(Dataset excerpts on object pointing)
┄┄┄┄┄┄┄┄┄┄

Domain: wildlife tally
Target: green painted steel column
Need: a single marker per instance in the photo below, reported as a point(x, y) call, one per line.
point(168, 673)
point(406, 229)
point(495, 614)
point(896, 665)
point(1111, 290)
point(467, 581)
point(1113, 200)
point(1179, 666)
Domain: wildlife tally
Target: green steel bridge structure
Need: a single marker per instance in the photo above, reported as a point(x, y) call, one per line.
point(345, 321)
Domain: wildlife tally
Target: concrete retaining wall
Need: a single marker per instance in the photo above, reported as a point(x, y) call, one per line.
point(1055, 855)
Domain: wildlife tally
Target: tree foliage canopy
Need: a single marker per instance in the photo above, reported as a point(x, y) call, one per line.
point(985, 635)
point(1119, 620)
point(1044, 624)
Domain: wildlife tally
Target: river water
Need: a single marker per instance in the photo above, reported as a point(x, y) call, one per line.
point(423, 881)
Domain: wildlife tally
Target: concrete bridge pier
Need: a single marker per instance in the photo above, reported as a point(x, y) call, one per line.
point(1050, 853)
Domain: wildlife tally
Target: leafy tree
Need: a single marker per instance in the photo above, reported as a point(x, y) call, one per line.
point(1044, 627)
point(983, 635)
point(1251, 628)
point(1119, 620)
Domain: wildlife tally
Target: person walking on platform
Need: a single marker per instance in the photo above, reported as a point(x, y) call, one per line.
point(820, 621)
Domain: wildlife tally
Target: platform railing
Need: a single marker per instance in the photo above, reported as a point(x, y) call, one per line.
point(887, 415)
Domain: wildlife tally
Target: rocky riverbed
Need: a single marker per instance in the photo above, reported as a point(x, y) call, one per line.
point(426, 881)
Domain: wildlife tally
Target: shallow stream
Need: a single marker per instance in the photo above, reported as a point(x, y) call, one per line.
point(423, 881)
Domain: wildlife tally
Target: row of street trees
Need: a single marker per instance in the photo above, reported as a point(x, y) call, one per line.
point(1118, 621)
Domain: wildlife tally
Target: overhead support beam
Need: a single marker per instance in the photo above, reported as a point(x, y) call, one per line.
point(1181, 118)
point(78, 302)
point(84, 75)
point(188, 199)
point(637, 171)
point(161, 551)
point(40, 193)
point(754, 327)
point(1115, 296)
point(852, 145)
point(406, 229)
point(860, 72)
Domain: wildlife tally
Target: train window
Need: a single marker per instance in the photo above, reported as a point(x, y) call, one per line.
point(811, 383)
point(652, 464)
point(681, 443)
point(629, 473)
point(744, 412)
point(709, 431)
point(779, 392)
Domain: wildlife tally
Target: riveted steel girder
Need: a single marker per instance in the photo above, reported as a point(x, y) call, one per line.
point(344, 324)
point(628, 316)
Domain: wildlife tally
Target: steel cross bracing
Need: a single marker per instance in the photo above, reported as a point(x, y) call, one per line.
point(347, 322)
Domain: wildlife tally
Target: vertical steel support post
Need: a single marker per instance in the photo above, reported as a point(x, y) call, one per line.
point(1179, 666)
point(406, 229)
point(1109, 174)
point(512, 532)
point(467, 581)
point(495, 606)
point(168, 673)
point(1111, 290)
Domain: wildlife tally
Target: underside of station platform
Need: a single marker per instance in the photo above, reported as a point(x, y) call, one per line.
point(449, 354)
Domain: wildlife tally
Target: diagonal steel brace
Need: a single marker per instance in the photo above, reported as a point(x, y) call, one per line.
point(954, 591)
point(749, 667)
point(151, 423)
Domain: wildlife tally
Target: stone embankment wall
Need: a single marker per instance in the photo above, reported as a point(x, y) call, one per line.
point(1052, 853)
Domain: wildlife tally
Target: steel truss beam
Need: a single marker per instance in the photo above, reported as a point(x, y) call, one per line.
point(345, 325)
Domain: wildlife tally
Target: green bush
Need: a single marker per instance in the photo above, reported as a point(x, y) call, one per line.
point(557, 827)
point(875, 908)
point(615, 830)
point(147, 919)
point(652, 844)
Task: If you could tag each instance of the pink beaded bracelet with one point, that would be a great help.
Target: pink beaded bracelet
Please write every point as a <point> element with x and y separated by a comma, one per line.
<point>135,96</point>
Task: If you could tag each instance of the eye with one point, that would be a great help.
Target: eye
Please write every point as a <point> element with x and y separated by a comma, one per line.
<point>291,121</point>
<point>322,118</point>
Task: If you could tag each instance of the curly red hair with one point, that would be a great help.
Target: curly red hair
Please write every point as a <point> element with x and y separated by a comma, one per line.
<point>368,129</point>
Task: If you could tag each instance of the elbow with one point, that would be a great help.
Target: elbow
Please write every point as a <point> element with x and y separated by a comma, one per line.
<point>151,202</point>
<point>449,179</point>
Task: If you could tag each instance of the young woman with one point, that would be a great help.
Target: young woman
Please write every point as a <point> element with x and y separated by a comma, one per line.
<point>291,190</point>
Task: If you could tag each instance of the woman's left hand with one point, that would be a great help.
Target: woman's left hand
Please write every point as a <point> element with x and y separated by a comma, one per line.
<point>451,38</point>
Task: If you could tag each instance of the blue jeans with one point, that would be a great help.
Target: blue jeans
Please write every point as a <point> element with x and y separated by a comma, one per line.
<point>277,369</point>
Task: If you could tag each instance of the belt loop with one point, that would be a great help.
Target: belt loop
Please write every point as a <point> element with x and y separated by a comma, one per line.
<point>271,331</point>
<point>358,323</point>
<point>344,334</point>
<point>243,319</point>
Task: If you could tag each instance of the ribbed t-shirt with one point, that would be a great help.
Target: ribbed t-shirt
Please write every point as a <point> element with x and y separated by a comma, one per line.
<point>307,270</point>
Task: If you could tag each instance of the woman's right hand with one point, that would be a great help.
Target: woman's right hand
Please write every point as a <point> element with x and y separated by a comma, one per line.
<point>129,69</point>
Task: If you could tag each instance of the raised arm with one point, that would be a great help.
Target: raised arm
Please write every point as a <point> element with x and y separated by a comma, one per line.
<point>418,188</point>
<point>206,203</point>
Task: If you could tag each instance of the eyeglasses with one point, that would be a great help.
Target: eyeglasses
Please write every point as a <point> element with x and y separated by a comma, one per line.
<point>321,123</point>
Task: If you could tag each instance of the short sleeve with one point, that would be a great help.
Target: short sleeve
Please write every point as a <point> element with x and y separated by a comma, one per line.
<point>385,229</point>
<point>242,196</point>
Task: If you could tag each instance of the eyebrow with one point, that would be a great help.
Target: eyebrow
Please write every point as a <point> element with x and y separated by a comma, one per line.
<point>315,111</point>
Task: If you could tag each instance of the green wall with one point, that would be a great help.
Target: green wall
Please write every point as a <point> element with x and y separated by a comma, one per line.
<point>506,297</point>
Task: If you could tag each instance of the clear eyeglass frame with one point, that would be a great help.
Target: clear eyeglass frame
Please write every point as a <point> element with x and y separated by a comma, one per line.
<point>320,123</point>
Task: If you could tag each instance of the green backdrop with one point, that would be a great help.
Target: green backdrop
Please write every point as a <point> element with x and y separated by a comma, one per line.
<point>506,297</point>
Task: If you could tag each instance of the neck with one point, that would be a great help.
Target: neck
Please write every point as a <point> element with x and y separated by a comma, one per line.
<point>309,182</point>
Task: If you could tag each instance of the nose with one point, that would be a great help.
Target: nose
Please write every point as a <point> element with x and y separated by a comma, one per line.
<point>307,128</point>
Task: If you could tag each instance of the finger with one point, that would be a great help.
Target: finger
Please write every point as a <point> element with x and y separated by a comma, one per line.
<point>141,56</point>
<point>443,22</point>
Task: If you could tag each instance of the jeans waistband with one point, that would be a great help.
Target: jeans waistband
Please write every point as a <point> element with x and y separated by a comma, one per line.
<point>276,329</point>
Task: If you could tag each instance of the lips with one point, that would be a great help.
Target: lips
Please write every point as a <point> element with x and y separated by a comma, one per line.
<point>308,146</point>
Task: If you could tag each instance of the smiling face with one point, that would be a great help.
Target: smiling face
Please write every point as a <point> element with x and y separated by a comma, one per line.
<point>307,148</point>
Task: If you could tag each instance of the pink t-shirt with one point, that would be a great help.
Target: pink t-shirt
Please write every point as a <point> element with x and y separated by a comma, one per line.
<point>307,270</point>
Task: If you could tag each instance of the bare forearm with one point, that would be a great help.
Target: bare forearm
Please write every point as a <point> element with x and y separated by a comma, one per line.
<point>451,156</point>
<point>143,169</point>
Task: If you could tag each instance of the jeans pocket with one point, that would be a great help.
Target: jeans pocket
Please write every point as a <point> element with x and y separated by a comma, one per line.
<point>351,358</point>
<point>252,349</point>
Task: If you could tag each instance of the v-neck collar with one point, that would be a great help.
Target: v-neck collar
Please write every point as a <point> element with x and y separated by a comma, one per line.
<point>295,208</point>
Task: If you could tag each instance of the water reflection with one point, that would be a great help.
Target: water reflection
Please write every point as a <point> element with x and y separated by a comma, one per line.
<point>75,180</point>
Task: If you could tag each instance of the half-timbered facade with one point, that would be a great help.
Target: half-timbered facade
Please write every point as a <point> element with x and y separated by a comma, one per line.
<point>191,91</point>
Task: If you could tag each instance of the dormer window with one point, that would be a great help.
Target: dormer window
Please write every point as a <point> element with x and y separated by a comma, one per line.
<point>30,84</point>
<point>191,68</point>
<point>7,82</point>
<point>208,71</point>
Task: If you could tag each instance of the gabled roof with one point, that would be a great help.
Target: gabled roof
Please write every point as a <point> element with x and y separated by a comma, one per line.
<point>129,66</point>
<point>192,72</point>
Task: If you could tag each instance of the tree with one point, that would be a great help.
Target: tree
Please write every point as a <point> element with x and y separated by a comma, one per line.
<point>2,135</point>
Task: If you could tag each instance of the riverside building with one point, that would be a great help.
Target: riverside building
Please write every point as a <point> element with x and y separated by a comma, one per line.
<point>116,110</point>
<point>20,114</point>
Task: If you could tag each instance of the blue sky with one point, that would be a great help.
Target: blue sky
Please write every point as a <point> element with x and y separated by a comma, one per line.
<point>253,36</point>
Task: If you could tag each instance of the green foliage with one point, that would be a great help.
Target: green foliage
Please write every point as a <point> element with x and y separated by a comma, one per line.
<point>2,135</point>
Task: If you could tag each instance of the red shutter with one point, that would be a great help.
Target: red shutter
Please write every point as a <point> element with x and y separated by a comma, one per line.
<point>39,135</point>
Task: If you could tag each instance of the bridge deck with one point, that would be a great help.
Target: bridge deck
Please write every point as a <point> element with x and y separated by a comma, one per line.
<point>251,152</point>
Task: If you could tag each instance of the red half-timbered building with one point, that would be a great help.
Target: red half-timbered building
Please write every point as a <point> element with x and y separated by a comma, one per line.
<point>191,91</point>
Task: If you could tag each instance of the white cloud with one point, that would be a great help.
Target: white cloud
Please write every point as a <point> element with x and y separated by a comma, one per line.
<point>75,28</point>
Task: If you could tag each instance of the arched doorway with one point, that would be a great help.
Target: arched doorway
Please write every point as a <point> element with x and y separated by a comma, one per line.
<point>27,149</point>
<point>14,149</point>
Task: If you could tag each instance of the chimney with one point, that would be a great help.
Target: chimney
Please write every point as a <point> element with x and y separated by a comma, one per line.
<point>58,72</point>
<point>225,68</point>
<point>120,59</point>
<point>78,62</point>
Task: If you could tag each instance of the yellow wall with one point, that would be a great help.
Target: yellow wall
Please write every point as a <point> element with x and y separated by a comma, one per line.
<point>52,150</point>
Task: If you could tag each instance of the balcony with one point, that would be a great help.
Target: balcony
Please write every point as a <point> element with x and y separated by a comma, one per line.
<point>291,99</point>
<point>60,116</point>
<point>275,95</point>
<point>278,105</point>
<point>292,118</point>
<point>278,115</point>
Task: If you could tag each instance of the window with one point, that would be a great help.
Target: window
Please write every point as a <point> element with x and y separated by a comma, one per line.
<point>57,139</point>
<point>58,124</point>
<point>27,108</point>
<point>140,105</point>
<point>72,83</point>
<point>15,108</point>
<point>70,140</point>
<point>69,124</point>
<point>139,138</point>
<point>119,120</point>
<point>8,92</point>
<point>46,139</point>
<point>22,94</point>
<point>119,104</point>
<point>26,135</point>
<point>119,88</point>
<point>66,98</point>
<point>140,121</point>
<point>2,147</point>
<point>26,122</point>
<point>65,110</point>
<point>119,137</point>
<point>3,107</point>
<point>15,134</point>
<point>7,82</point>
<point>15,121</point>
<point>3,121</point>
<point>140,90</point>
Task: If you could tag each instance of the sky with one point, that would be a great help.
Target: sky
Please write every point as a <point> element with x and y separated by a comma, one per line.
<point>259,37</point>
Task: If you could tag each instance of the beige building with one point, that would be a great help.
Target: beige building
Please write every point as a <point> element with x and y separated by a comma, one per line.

┄┄┄┄┄┄┄┄┄┄

Lay out the records as a two-column CSV with the columns input and output. Give one row per record, with its text and its answer each in a single quoted field and line breaks turned into spaces, beginning at the line that has "Task: If you could tag each instance of the eye with" and stopping after the line that has "<point>291,190</point>".

*Finished answer:*
input,output
"Task: If you could tag each instance of the eye with one point, that would be a great help. Target: eye Please write every point as a <point> element with x and y separated by a comma, one per line.","<point>291,121</point> <point>322,118</point>"
"Task: If you could tag each instance of the curly red hair with one point, that would be a great help. Target: curly red hair Please write every point as a <point> element with x and y separated by a comma, one per line.","<point>368,129</point>"
"Task: If you could tag each instance of the elbow with one point, that would be a great help. Target: elbow Please write every point as a <point> element with x and y separated by a comma, one per line.","<point>151,202</point> <point>449,179</point>"
"Task: If you could tag each instance of the young woman with one point, that would be a great help. Target: young woman Please write every point as a <point> element with x and y separated by a comma, one per line.","<point>291,190</point>"